PROBLEM DETAILS:
From the line with "task: outline the black boot" to the line with "M82 239L80 231L69", replace "black boot" with "leather boot". Give back only those lines of the data, with everything else unchanged.

DATASET EXCERPTS:
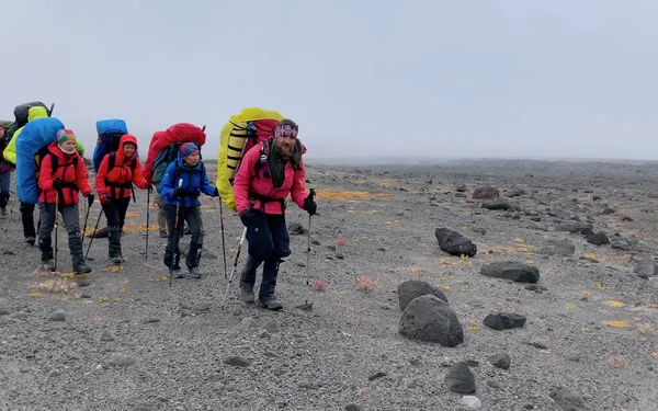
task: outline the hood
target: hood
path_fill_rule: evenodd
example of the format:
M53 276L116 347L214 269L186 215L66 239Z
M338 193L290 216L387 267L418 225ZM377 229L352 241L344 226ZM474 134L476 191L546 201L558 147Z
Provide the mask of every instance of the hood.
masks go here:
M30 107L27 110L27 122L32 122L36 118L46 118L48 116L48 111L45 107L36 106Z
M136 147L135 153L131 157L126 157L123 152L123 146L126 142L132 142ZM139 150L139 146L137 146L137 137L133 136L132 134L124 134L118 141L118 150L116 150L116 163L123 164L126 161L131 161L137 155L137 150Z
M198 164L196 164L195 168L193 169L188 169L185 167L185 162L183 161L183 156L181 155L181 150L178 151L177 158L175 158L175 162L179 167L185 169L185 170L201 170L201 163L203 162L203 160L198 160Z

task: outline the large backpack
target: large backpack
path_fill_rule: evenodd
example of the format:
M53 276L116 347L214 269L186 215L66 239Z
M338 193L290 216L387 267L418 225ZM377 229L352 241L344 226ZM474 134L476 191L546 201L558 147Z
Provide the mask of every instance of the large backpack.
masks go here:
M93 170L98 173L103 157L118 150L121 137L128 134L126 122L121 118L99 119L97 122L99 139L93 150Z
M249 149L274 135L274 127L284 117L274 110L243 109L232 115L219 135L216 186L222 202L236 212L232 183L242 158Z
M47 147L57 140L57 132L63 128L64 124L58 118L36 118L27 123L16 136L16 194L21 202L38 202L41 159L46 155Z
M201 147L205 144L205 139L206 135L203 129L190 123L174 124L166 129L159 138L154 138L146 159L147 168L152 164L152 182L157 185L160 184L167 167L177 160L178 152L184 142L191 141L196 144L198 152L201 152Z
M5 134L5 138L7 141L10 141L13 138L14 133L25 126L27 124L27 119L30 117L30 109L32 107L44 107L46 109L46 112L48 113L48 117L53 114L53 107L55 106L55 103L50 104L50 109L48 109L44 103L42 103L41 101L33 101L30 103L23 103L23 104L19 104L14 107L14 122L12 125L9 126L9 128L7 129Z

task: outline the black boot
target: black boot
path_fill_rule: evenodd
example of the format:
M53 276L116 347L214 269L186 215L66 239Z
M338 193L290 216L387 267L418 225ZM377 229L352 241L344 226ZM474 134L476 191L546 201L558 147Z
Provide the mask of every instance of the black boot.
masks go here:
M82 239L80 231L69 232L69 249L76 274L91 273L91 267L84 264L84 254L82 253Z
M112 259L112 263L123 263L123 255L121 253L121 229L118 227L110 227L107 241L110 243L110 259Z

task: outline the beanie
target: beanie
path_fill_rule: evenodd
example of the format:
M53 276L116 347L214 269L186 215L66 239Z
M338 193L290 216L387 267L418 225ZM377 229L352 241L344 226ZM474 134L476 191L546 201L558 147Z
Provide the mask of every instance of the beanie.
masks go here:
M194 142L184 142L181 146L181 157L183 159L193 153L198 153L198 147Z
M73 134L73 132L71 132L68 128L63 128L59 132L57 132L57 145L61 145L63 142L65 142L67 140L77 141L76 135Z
...
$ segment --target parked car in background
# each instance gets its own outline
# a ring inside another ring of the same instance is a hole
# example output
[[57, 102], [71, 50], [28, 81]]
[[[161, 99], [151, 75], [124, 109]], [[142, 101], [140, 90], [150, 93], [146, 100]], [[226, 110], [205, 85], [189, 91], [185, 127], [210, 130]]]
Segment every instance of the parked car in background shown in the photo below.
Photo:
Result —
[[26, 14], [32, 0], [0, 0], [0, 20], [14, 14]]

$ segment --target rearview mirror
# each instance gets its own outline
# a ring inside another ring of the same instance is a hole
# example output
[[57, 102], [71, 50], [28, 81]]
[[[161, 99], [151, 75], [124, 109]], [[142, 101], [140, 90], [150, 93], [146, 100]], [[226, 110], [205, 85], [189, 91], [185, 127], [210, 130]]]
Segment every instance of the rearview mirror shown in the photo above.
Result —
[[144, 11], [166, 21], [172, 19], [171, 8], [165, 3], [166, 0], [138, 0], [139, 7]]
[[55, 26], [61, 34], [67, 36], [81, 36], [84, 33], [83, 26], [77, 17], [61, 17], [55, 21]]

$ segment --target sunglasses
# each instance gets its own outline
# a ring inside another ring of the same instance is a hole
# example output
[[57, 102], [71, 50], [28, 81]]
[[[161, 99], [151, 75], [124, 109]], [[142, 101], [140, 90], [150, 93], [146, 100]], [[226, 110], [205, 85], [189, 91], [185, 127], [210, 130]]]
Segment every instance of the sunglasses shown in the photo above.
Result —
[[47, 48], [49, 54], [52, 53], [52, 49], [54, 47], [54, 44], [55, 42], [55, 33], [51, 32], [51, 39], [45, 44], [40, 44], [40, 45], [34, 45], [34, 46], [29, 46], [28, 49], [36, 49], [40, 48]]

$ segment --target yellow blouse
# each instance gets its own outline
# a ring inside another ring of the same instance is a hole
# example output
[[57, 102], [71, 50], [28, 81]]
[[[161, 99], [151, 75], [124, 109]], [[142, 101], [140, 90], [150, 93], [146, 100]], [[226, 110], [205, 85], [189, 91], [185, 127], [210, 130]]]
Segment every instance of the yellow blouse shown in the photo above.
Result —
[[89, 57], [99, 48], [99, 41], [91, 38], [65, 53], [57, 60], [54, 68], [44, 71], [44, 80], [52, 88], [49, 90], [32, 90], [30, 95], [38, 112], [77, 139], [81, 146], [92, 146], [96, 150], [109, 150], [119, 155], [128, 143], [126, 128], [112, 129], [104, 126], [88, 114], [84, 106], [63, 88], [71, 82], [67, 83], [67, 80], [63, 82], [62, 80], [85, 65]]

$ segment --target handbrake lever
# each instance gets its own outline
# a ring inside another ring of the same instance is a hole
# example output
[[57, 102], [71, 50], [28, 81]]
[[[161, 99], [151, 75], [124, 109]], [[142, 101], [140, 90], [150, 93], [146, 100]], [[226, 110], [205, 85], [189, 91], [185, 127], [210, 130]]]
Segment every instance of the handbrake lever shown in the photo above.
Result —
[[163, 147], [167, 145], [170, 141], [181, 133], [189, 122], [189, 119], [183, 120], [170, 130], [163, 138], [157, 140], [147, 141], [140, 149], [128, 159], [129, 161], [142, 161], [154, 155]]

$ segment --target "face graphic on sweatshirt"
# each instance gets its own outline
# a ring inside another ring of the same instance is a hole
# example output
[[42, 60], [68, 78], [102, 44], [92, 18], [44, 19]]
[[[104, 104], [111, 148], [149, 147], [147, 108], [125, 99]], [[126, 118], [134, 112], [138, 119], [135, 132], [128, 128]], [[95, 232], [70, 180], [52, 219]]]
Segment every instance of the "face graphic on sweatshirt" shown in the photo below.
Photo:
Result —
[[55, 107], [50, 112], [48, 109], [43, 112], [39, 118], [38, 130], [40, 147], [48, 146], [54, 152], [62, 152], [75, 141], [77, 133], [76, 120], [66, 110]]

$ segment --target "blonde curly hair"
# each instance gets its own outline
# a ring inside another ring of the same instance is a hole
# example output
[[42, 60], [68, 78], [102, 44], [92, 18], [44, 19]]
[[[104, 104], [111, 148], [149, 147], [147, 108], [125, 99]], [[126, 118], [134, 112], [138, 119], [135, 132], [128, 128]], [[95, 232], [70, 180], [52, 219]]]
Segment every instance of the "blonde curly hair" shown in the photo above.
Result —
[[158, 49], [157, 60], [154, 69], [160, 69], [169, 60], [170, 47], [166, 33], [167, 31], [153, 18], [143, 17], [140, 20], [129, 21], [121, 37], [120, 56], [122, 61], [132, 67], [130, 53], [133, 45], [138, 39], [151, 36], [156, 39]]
* * *
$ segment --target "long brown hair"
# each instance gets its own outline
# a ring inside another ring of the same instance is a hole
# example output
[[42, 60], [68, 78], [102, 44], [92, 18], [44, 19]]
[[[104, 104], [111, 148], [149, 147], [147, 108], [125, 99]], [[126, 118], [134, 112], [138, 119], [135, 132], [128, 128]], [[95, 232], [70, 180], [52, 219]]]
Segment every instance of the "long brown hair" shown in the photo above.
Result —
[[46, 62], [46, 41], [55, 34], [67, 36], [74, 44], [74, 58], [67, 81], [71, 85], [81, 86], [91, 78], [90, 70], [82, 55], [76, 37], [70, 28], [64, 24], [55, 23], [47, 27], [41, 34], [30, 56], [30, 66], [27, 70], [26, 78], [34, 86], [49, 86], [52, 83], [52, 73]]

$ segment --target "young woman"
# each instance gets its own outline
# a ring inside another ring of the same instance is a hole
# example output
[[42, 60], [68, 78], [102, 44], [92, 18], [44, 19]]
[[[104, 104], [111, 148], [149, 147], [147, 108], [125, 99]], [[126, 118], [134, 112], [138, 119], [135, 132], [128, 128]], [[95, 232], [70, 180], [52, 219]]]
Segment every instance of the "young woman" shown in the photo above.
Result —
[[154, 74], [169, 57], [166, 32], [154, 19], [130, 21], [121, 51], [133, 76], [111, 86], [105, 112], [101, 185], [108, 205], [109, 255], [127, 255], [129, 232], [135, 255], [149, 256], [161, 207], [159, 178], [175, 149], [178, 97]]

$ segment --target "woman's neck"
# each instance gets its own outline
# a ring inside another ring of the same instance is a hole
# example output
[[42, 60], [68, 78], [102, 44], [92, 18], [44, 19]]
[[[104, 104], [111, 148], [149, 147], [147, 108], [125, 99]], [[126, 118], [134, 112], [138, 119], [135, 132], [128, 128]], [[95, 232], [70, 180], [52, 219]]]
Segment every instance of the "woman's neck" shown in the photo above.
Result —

THE SOLUTION:
task: outline the leather boot
target: leather boot
path_fill_rule: evenodd
example of the format:
M53 276L116 347L214 269L186 215L66 239Z
M338 193L290 216L387 267L418 225ZM377 229L352 241L344 226ZM474 134L476 191L546 201L558 147Z
Provide the mask of every instance of the leather boot.
masks go here:
M82 239L80 231L69 232L69 249L76 274L91 273L91 267L84 264L84 254L82 253Z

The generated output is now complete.